* START DATA RECORDS *

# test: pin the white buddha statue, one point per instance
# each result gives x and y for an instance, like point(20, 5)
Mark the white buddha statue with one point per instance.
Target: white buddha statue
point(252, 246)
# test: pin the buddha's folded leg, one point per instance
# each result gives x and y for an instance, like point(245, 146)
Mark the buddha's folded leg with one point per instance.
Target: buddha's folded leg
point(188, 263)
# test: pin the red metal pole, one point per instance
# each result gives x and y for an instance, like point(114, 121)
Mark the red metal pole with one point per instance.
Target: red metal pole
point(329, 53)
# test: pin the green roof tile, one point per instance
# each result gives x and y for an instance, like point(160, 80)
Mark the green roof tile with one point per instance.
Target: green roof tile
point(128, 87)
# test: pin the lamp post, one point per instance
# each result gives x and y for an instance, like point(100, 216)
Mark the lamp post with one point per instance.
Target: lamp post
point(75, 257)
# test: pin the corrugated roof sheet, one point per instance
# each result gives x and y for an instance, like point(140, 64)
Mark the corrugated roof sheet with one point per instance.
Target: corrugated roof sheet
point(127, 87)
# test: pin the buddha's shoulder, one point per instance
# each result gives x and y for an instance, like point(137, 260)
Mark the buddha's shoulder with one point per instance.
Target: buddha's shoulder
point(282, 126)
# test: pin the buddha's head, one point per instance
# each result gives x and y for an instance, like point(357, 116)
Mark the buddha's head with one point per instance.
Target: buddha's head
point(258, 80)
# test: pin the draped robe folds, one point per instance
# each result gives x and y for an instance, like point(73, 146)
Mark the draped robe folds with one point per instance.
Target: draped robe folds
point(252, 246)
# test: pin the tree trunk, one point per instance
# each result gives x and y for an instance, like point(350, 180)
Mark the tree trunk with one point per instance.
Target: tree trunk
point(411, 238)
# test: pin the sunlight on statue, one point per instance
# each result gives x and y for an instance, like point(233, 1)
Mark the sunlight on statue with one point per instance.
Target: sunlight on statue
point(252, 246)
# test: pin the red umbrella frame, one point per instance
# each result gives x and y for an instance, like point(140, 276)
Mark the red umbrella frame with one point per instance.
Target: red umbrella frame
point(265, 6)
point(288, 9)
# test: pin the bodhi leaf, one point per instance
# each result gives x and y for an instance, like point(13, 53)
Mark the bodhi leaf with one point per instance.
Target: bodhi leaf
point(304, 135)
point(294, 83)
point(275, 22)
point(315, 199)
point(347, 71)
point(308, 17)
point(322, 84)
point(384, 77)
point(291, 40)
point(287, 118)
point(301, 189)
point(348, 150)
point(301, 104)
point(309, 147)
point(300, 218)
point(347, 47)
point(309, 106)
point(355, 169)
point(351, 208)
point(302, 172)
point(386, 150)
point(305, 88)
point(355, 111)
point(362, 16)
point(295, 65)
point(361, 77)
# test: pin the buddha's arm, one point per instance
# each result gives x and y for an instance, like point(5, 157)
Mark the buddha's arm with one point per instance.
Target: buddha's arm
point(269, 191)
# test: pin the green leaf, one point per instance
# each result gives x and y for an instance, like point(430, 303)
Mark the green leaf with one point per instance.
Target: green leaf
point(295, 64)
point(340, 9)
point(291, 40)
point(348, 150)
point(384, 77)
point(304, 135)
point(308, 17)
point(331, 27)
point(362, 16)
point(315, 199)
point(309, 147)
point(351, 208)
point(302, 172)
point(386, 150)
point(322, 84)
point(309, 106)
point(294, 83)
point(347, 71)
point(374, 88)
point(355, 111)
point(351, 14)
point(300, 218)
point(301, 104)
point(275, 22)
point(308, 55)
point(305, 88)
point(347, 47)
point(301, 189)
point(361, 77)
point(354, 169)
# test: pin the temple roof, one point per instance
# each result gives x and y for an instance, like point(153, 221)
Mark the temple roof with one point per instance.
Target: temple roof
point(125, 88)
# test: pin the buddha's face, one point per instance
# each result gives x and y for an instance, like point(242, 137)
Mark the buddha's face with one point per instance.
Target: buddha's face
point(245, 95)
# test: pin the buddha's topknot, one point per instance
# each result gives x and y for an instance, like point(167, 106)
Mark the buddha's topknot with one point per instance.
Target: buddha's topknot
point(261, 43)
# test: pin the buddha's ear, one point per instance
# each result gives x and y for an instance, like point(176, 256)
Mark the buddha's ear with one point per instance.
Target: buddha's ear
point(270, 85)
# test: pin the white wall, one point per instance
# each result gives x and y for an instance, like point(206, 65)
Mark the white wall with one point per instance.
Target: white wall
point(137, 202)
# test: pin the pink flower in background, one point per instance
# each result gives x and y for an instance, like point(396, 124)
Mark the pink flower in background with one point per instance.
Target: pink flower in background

* END DATA RECORDS *

**THE TASK:** Please rewrite the listing from the line with "# test: pin the sunlight" to the line with "point(125, 88)", changing "umbrella" to "parasol" and keeping everything else the same.

**RIGHT ANSWER:**
# test: pin the sunlight on statue, one point per instance
# each result gives x and y for an instance, like point(233, 1)
Mark the sunlight on statue with one point per instance.
Target: sunlight on statue
point(252, 246)
# test: pin the red parasol frame, one point per instance
# each result gives x and y for an instance, like point(140, 276)
Mark the red parasol frame with one point per instance.
Target: red parasol frame
point(265, 6)
point(288, 9)
# test: pin the bodhi leaf, one point per instance
# each result gives x and y for an instance, like point(13, 53)
Mark the bodhi leaf with one point per instance.
Target: bodhi leaf
point(304, 135)
point(294, 83)
point(275, 22)
point(315, 199)
point(347, 71)
point(308, 17)
point(322, 84)
point(384, 77)
point(291, 40)
point(287, 118)
point(301, 189)
point(348, 150)
point(301, 104)
point(309, 147)
point(300, 218)
point(347, 47)
point(309, 106)
point(355, 169)
point(351, 208)
point(302, 172)
point(386, 150)
point(305, 88)
point(355, 111)
point(362, 16)
point(295, 65)
point(361, 77)
# test: pin the buddha's arm, one point per instance
# each result gives x and y for an instance, like point(5, 157)
Mark the buddha's arm with one point per instance.
Target: buddha's arm
point(269, 191)
# test: pin the green leaf, one point per instance
# each result gives x and y for an instance, like point(430, 303)
Mark the green leaf with one point per instance.
Target: green leaf
point(295, 64)
point(340, 9)
point(291, 40)
point(348, 150)
point(384, 77)
point(304, 135)
point(308, 17)
point(331, 27)
point(362, 16)
point(315, 199)
point(309, 147)
point(351, 208)
point(302, 172)
point(386, 150)
point(322, 84)
point(309, 106)
point(294, 83)
point(347, 71)
point(374, 88)
point(355, 111)
point(351, 14)
point(300, 218)
point(301, 104)
point(275, 22)
point(308, 55)
point(305, 88)
point(347, 47)
point(301, 189)
point(361, 77)
point(354, 169)
# test: pin the temple roof, one point per instance
# each result gives x and y for an instance, like point(153, 221)
Mark the temple roof with one point per instance.
Target: temple roof
point(125, 88)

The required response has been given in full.